Extrait source |
'''

Sujet : Comment faisait-on ?


De Impétueux, le 21 septembre 2006 à 12:57
Note du film : 4/6

Oui, comment faisait-on pour réunir, dans une œuvrette tirée d'une pièce de boulevard à succès d'Yves Mirande une distribution pareille ? Sans doute les acteurs, moins grassement payés qu'aujourd'hui, lorsqu'ils n'étaient pas des stars mythiques, étaient-ils bien contraints, pour gagner leur vie de multiplier les apparitions, brèves mais significatives, dans ces films produits à la chaîne (et pourtant très honnêtement tournés) mais tout de même !

'''

Entrées d'un jeu de données |
'''

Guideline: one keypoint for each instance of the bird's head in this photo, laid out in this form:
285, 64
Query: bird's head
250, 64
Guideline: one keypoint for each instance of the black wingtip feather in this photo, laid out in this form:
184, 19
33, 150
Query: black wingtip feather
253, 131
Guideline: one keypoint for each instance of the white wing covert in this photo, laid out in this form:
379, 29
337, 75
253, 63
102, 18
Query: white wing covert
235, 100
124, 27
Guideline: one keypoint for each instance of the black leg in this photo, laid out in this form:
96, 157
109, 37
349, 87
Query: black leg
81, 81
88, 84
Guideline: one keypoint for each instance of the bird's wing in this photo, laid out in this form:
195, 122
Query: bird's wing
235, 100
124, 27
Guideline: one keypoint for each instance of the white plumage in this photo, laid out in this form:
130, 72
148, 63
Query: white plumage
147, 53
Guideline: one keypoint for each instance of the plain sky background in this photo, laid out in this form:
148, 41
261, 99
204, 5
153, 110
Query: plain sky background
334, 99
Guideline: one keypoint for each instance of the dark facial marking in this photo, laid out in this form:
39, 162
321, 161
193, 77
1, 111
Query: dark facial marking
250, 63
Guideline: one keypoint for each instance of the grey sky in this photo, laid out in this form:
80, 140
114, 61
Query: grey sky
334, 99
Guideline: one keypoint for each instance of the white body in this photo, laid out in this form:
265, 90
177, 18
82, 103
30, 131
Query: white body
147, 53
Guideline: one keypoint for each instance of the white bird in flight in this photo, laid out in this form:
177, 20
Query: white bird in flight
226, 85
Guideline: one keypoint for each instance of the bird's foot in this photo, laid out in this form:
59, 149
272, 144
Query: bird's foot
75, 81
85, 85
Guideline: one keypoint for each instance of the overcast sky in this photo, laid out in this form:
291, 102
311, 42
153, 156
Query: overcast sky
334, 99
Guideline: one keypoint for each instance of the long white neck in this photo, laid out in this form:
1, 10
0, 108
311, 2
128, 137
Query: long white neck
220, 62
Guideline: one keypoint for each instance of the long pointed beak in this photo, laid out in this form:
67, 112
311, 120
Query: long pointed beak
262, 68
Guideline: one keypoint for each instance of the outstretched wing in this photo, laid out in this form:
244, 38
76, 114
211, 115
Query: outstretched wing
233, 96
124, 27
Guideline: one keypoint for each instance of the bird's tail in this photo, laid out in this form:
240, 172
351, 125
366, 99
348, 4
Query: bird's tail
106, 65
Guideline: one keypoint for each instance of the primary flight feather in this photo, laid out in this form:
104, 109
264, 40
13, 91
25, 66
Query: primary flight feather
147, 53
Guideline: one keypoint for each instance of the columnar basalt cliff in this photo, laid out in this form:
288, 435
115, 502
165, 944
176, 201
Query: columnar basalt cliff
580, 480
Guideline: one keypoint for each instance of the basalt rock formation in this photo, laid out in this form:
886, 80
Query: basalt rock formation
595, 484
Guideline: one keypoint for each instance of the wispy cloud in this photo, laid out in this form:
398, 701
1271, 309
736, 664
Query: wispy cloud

'''

Travail à faire |
A - Présente en tableau Markdown les lignes des enregistrements, de la ligne contenant "Guideline: one keypoint for each instance of the long pointed" jusqu'à la fin des enregistrements, bornes comprises et sans les lignes vides. Utilise deux colonnes, « Numéro » pour le rang de chaque ligne et « Ligne d'enregistrement » pour la ligne elle-même.
B - Poursuis le commentaire sur le film à la suite de sa dernière phrase.

Résultats attendus |
A -
| Numéro | Ligne d'enregistrement |
|---|---|
| 1 | Guideline: one keypoint for each instance of the long pointed beak in this photo, laid out in this form: |
| 2 | 67, 112 |
| 3 | 311, 120 |
| 4 | Query: long pointed beak |
| 5 | 262, 68 |
| 6 | Guideline: one keypoint for each instance of the outstretched wing in this photo, laid out in this form: |
| 7 | 244, 38 |
| 8 | 76, 114 |
| 9 | 211, 115 |
| 10 | Query: outstretched wing |
| 11 | 233, 96 |
| 12 | 124, 27 |
| 13 | Guideline: one keypoint for each instance of the bird's tail in this photo, laid out in this form: |
| 14 | 240, 172 |
| 15 | 351, 125 |
| 16 | 366, 99 |
| 17 | 348, 4 |
| 18 | Query: bird's tail |
| 19 | 106, 65 |
| 20 | Guideline: one keypoint for each instance of the primary flight feather in this photo, laid out in this form: |
| 21 | 104, 109 |
| 22 | 264, 40 |
| 23 | 13, 91 |
| 24 | 25, 66 |
| 25 | Query: primary flight feather |
| 26 | 147, 53 |
| 27 | Guideline: one keypoint for each instance of the columnar basalt cliff in this photo, laid out in this form: |
| 28 | 288, 435 |
| 29 | 115, 502 |
| 30 | 165, 944 |
| 31 | 176, 201 |
| 32 | Query: columnar basalt cliff |
| 33 | 580, 480 |
| 34 | Guideline: one keypoint for each instance of the basalt rock formation in this photo, laid out in this form: |
| 35 | 886, 80 |
| 36 | Query: basalt rock formation |
| 37 | 595, 484 |
| 38 | Guideline: one keypoint for each instance of the wispy cloud in this photo, laid out in this form: |
| 39 | 398, 701 |
| 40 | 1271, 309 |
| 41 | 736, 664 |
| 42 | Query: wispy cloud |

B -
Oui, tout de même, on en avait pour son argent, et on assistait à de bons, à d'excellents numéros, à des morceaux de bravoure où certains réendossaient à chaque fois le même costume (Jules Berry en séduisante fripouille aimée des femmes, Erich von Stroheim en brute interlope, Michel Simon en anarchiste atrabilaire, Elvire Popesco en fofolle bohème, Julien Carette en tourlourou parigot), et où d'autres s'amusaient à interpréter des contre-emploi, comme Andrex, si souvent marlou méridional qui campe là un bon jeune homme amoureux qui puise dans la caisse de la banque où il est employé pour sauver de la misère et de l'expulsion la jeune fille dont il est épris, ou Gaby Morlay, habituel parangon de vertu, modèle des épouses bourgeoises dignes et des dévouements généreux, ici représentée en femme entretenue qui trompe son ami sérieux avec un gigolo).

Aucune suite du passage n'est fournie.